Cette étoffe, symbole de pudeur, a occupé une grande place dans l'identité et la spécificité de l'Algérie, après avoir connu une évolution qui marqua son histoire.
Contrairement aux idées reçues, le haïk n'était pas spécifique aux femmes car ce voile était, du temps des prophètes, porté par les hommes et très apprécié par les plus pauvres d'entre eux, qui trouvaient en lui la double utilité de vêtement le jour et de couverture la nuit.
A cette époque, on lui connaissait différentes appellations, suivant le pays où il était porté. En effet, il était connu au Yemen sous le nom de «borda» (c'est une étoffe à rayures brunes et grises). Dans les pays du Maghreb, on l'appelait «ksa», et en Libye, on le désignait par «barakan».
Au contraire des hommes, qui l'ont troqué contre un burnous à l'arrivée des Ottomans, les femmes ont su le garder à travers les civilisations, en jouant sur sa qualité et la manière de le porter.

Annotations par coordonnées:
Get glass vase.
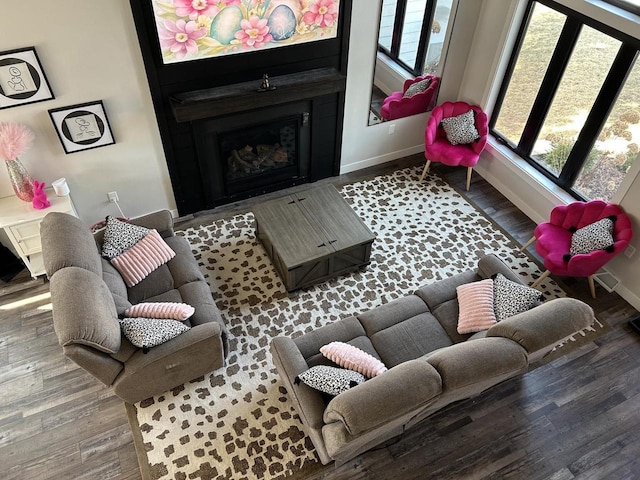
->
[5,158,33,202]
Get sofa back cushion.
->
[50,267,121,353]
[40,212,102,278]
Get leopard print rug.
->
[130,168,596,480]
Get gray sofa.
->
[40,210,228,403]
[271,255,594,464]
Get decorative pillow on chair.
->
[402,78,431,97]
[569,217,615,255]
[124,302,196,321]
[294,365,366,396]
[102,215,150,260]
[440,110,480,145]
[493,273,542,321]
[320,342,387,377]
[111,230,176,287]
[120,318,189,349]
[456,278,496,335]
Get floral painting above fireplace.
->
[152,0,340,64]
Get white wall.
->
[0,0,175,223]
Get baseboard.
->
[615,283,640,311]
[340,144,424,175]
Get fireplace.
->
[130,0,352,216]
[193,101,311,205]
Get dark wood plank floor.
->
[0,156,640,480]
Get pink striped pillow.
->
[124,302,196,321]
[456,278,496,334]
[320,342,387,378]
[110,230,176,287]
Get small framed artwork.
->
[49,100,116,153]
[0,47,54,109]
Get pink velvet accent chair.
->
[420,102,489,190]
[380,75,439,120]
[521,200,633,298]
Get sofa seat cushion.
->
[323,358,442,435]
[358,295,453,368]
[426,337,528,398]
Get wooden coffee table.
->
[253,185,375,292]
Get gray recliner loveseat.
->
[40,210,228,403]
[271,255,594,464]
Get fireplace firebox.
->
[193,101,311,205]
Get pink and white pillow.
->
[124,302,196,322]
[320,342,387,378]
[456,278,497,335]
[111,230,176,287]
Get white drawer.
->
[9,220,42,255]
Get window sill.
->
[476,135,575,223]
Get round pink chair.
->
[380,75,438,120]
[521,200,633,298]
[420,102,489,190]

VOS CONSIGNES >> Pouvez-vous reproduire mot pour mot le texte sur le haïk, en commençant à « Au contraire des » et en terminant à « de le porter. » ? Ce matériel provient d'une autre source que le texte sur le haïk.

CORRIGÉ >>
Au contraire des hommes, qui l'ont troqué contre un burnous à l'arrivée des Ottomans, les femmes ont su le garder à travers les civilisations, en jouant sur sa qualité et la manière de le porter.